→ Description of the task:
Make an exact copy of the data below, leaving out every picture.

→ Supplied entries:
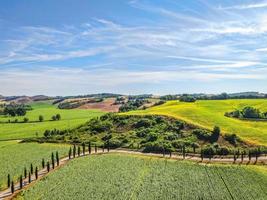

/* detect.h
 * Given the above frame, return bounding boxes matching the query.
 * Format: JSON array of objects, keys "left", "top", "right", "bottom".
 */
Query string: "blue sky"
[{"left": 1, "top": 0, "right": 267, "bottom": 96}]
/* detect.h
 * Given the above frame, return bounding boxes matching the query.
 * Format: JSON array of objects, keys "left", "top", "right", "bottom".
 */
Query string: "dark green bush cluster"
[
  {"left": 225, "top": 106, "right": 267, "bottom": 119},
  {"left": 179, "top": 95, "right": 196, "bottom": 103},
  {"left": 2, "top": 104, "right": 32, "bottom": 116},
  {"left": 119, "top": 99, "right": 149, "bottom": 112}
]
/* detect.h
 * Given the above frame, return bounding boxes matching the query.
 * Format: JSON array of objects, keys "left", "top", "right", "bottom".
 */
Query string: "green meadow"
[
  {"left": 0, "top": 101, "right": 104, "bottom": 140},
  {"left": 18, "top": 154, "right": 267, "bottom": 200},
  {"left": 127, "top": 99, "right": 267, "bottom": 146},
  {"left": 0, "top": 140, "right": 70, "bottom": 190}
]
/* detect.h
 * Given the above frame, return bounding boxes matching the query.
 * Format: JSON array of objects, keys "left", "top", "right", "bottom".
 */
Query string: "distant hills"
[{"left": 0, "top": 92, "right": 266, "bottom": 104}]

→ Output below:
/* detect.h
 * Given the above frame, return bounding boxes matching the query.
 * Format: JSON array of objects, keys "left", "top", "right", "bottom".
 */
Query string: "blue sky"
[{"left": 1, "top": 0, "right": 267, "bottom": 96}]
/* detect.h
 * Given the above frame, return bounding boxes matching the query.
 * Format: JSON array of objects, keys "left", "top", "right", "bottom".
 */
Query string: "dark green bush cluster"
[
  {"left": 225, "top": 106, "right": 267, "bottom": 119},
  {"left": 179, "top": 95, "right": 196, "bottom": 103},
  {"left": 2, "top": 104, "right": 32, "bottom": 116},
  {"left": 119, "top": 99, "right": 149, "bottom": 112}
]
/* detect.h
 * Given the above frame, return bounding boxes matching the query.
 * Format: JSON array of objects, keys "left", "top", "right", "bottom".
 */
Query string: "green meadow"
[
  {"left": 0, "top": 101, "right": 104, "bottom": 140},
  {"left": 18, "top": 154, "right": 267, "bottom": 200},
  {"left": 127, "top": 99, "right": 267, "bottom": 146},
  {"left": 0, "top": 140, "right": 70, "bottom": 190}
]
/* detect.h
 * Given the above frame, return bounding boxes matching the query.
 * Format: JSON array of objects, keys "left", "top", "right", "bottom".
 */
Query string: "distant hills"
[{"left": 0, "top": 92, "right": 266, "bottom": 104}]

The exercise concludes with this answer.